> [Document excerpt]:
+---+

Artificial Intelligence Helping Geologists to Predict Landslides

A group of geologists out of UCLA have developed a new technique that uses artificial intelligence to better predict landslides. Not only that, but the AI will also better predict where and while landslides happen. If proven to be scaled, it could become a new tool to monitor areas that are prone to landslides. Saving both lives and property in the process.

The new method was first described in the journal Communications Earth & Environment, courtesy of Nature.com. According to the paper, the AI is able to improve the accuracy and interpretability of AI-based machine learning techniques. It also requires less computing power and can be layered with traditional predictive models.

Traditionally, geologists have estimated an area’s risk of landslides by measuring serval factors. These include climate, rainfall, ground motion from earthquakes, hydrology, and material properties such as soil and bedrock. All of these factors are incorporated into physical and statistical modeling and with enough data, the models are able to make reasonably accurate predictions.

The issue with these current models though, is that physical models are both resource and time-intensive. Moreover, they can’t be applied over broad areas. On another hand, statistical models give limited insight into how they are able to assess risk factors that bring them to their conclusions.

This is where deep neural networks currently aid geologists. Over the last several years, if these models are given massive information related to historical landslide information and risk-related variables, they’re able to process the information and “learn” from the data to create accurate predictions.

Co–first author of the journal and doctoral student in Earth, planetary and space sciences Kevin Shao, stated “DNNs will deliver a percentage likelihood of a landslide that may be accurate, but we are unable to figure out why and which specific variables were most important in causing the landslide.”

This problem was echoed by Khalid Youssef, co-first author and a former student of biomedical engineering and postdoctoral researcher at UCLA, “We sought to enable a clear separation of the results from the different data inputs, which would make the analysis far more useful in determining which factors are the most important contributors to natural disasters,“.

To contend with this issue. Both Youssef and Shao teamed with UCLA professors Seulgi Moon, associate professor of Earth, planetary and space sciences, and Louis Bouchard, professor of chemistry and bioengineering, to develop an approach that could decouple the analytic power of DNNs from their complex adaptive nature in order to deliver more actionable results.

+---+

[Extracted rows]

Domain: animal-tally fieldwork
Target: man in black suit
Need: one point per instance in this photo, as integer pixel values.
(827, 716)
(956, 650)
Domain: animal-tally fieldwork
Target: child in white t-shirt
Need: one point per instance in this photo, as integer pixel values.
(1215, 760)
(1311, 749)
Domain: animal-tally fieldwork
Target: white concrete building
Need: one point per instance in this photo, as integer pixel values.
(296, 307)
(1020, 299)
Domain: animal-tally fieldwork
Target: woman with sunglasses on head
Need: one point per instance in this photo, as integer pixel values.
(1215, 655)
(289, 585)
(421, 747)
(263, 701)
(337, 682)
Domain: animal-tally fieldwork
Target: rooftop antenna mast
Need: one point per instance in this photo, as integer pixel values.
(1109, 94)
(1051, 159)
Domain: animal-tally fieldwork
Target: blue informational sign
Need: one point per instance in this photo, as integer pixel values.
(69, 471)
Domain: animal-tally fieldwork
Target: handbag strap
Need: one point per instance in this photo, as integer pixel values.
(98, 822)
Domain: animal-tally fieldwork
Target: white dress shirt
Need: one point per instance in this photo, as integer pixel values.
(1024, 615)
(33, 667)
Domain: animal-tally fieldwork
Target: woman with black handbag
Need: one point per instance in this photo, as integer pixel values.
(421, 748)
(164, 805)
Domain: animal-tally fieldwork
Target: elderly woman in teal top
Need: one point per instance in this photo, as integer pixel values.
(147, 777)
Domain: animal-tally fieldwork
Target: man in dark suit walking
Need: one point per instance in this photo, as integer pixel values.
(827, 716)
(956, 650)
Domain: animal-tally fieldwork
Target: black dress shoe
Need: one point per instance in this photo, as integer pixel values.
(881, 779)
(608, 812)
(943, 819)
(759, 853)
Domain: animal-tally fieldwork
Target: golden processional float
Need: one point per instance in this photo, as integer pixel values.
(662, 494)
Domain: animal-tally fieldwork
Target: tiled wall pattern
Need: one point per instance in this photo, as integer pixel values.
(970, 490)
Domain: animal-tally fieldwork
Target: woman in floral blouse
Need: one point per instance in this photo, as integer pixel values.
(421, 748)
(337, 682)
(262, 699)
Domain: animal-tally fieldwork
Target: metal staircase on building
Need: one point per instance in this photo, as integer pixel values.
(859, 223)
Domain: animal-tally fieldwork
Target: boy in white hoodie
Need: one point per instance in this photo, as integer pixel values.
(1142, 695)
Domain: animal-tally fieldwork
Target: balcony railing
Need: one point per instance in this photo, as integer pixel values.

+---+

> [What the task requires]: Continue the article on using AI to predict landslides, starting after its last sentence. The rows have no connection to the article on AI landslide prediction.

> [Reply]:
Their method uses a superposable neural network, or SNN. It has different layers of the network that run with each other. This allows for the retention of relationships between data inputs and output results. Using the eastern Himalayan mountains as inspiration, the team fed the SNN data about 15 geospatial and climatic variables relevant to the location.

According to them, this was chosen due to the amount of lives lost in the area to landslides. The SNN model was able to predict landslide susceptibility with the accuracy of traditional DNN methods. But, with the SNN model, the researchers were able to peel back some of the variables and see which ones played a greater role in the results.

Co-author associate professor  Seulgi Moon, “Similar to how autopsies are required to determine the cause of death, identifying the exact trigger for a landslide will always require field measurements and historical records of soil, hydrologic and climate conditions, such as rainfall amount and intensity, which can be hard to obtain in remote places like the Himalayas,“.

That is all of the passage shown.